→ Supplied text:
** Start **

Results and Analysis

The first round of the survey asked 23 questions pertaining to biofuel R&D in Canada. In this section we report the results for the 10 most informative questions concerning economic and regulatory barriers and/or opportunities. Even though participants were asked to rank responses that ranged from 6 to 16 options, for conciseness we present the first three to five responses and their ranking as first, second, or third most important. We also present the cumulative scores. In some instances, the second or third choice might be the highest in terms of total responses, but response choices are ranked according to the sum of the top three choices.

The first question asked respondents to rank policies that would encourage the development of the Canadian biofuels industry (Table 7). More than 80% of respondents consider the development of a long-term federal-provincial biofuel strategy as the most important issue currently facing the industry. The consistency across the ranking of the top three options shows that this is a crucial long-term issue for the Canadian biofuel sector. Nearly 50% of respondents considered the most important policy to be the federal mandates targeted at increasing the blending percentages for biofuels. The explanation for this response is that the survey took place before the implementation of the federal ethanol mandates, when the provincial mandates were the only mandates in place. It is interesting to observe that in terms of first-place ranking, this option received this highest number of votes. The third-ranked policy advocates for limiting the support for the first-generation biofuels for encouraging the development of second-generation biofuels.

Table 7. Policies that would encourage or facilitate development of Canadian biofuels.
Policy options Most important 2ndimportant 3rdimportant Top 3 total
Coordinate a long-term federal-provincial biofuels strategy 21.7% 30.4% 30.4% 82.5%
Federal mandates targeted at increasing the blending percentages for ethanol and biodiesel 26.1% 21.7% 0% 47.8%
Limit the support for first-generation biofuels to encourage second-generation biofuels development 13.0% 17.4% 4.3% 36.6%

While the federal renewable fuels strategy had only been operational for two years at the time of the survey—based on the leading response—survey respondents were either unaware of the strategy or they perceive a need for greater strategic collaboration between the federal and provincial governments. It is unlikely, but not improbable, that some of the respondents would not be aware of the strategy. The biofuels sector of the economy, like any sector, is clearly frustrated by having to face different mandates at different levels of government.

Respondents were next asked to rank the major policy barriers identified in Round 1 (Table 8). Responses to this question reaffirm the response to the first question, as it highlights that the lack of long-term policy planning for the Canadian biofuel industry is the most important policy barrier facing the Canadian biofuel industry (68%). Slightly more than half of respondents considered that the Canadian biofuel industry has received inferior development incentives compared to the United States and EU. The third policy barrier—subsidies and profitability of the biofuels sector—provides a very interesting response. The combined responses result in this option as being the third most important, yet in terms of first-place rankings, this one is by far the most important. In fourth place, with a total ranking of 45%, is the sustainability comparison between biofuels and fossil fuels.

Table 8. Policy barriers facing Canadian biofuels.

** End **

→ Dataset:
** Start **

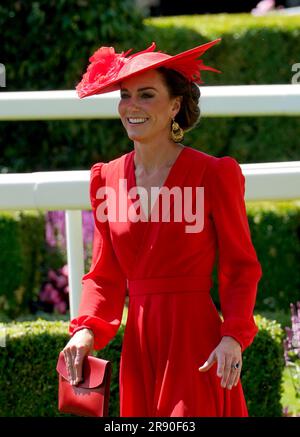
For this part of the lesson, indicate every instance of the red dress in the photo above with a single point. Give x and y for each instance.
(172, 325)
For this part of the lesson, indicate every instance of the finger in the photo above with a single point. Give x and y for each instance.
(238, 375)
(221, 366)
(69, 364)
(226, 373)
(78, 362)
(234, 373)
(209, 363)
(232, 378)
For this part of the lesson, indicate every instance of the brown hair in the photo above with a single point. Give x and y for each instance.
(178, 85)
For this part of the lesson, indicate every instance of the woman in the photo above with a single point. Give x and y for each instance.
(178, 357)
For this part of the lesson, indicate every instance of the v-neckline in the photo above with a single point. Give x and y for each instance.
(166, 182)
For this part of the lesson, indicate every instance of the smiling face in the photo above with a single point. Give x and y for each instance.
(146, 108)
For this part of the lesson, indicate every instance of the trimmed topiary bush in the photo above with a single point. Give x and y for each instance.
(263, 365)
(32, 350)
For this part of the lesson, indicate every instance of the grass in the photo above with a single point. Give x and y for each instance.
(289, 398)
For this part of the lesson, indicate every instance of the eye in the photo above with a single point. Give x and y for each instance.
(147, 95)
(124, 96)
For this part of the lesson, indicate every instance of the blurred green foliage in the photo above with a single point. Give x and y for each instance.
(60, 36)
(32, 349)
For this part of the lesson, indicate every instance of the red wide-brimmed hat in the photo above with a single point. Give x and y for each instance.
(107, 69)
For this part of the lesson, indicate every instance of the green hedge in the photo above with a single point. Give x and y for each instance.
(31, 353)
(274, 228)
(254, 50)
(21, 258)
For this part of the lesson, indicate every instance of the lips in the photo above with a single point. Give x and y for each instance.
(136, 120)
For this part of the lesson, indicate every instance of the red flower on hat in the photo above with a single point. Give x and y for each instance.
(105, 66)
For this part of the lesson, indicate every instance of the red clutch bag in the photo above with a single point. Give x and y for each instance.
(90, 397)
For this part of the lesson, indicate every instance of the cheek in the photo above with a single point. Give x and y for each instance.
(121, 109)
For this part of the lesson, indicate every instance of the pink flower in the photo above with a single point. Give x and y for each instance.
(61, 307)
(61, 282)
(64, 270)
(52, 276)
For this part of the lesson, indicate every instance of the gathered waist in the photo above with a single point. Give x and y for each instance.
(174, 284)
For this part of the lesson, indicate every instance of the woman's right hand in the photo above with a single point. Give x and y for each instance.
(80, 345)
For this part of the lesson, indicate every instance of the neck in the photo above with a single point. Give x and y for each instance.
(154, 156)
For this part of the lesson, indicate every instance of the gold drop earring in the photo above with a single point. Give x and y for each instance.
(177, 133)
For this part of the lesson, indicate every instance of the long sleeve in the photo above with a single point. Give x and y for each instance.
(104, 286)
(239, 270)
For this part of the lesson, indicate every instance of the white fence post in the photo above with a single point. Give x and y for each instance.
(75, 258)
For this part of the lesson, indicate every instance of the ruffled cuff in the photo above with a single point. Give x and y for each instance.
(241, 330)
(103, 331)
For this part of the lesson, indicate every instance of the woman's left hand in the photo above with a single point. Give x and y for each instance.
(228, 355)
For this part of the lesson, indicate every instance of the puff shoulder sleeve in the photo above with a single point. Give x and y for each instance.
(239, 270)
(104, 286)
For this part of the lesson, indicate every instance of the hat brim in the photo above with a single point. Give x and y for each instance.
(169, 62)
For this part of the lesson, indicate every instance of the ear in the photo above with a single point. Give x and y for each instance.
(176, 105)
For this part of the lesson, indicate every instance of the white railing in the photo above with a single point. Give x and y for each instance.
(69, 190)
(216, 101)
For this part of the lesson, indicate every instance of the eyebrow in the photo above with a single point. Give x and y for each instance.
(141, 89)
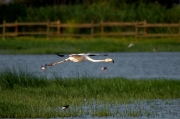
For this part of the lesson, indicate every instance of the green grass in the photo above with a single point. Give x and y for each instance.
(40, 45)
(24, 95)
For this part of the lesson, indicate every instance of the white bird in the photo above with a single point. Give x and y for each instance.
(44, 68)
(65, 107)
(130, 45)
(104, 68)
(81, 58)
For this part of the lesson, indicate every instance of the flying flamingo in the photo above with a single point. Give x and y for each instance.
(81, 58)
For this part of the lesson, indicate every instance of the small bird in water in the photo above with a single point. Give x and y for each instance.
(65, 107)
(104, 68)
(44, 68)
(130, 45)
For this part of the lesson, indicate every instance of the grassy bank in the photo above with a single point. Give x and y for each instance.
(31, 45)
(25, 95)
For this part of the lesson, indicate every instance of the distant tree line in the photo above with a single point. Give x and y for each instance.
(38, 3)
(72, 11)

** End **

→ Prompt 1: For each statement about the biofuels survey text, answer yes or no and quote the words of the text that decide it: (a) The first round of the survey asked 23 questions. (b) The survey was conducted after the federal ethanol mandates had been implemented. (c) Slightly more than half of respondents held that Canadian biofuels received inferior development incentives compared to the United States and EU.
→ Prompt 2: Write the next part of the biofuels survey text, picking up after its final line.
The lines that come after the biofuels survey text have no connection to it.

→ Exercise answer 1:
(a) Yes: "The first round of the survey asked 23 questions pertaining to biofuel R&D in Canada."
(b) No: "the survey took place before the implementation of the federal ethanol mandates"
(c) Yes: "Slightly more than half of respondents considered that the Canadian biofuel industry has received inferior development incentives compared to the United States and EU."

→ Exercise answer 2:
Policy options Most important 2ndimportant 3rdimportant Top 3 total
Lack of long-term policy planning for the Canadian biofuel industry 13.6% 27.3% 27.3% 68.2%
Inferior incentives for the development of the Canadian biofuel industry compared to US and Europe 4.3% 21.7% 26.1% 52.1%
Biofuels are only profitable with subsidies 30.0% 5% 15.0% 50%
Biofuels have to ‘prove’ that they are sustainable and are compared to fossil fuels, which face no such criteria 9.1% 22.7% 13.6% 45.4%

Clearly, there is considerable consternation in the biofuels industry that profitability is directly connected to subsidization. This is also reinforced in Table 10. Subsidies have long been used as a means of supporting industries in their infancy. When the industry matures and the subsidies are either removed or considerably scaled back, there is often a ‘correction’ in the industry, whereby some firms cease to be economically viable and exit the market. The dissatisfaction with the development incentives for biofuels creates some uncertainty as to whether this is a cumulative or scale concern. It may be directed to the cumulative side of the discussion; for example, Canada is investing $500 million in the NextGen Biofuels fund, while the United States is investing US$1 billion.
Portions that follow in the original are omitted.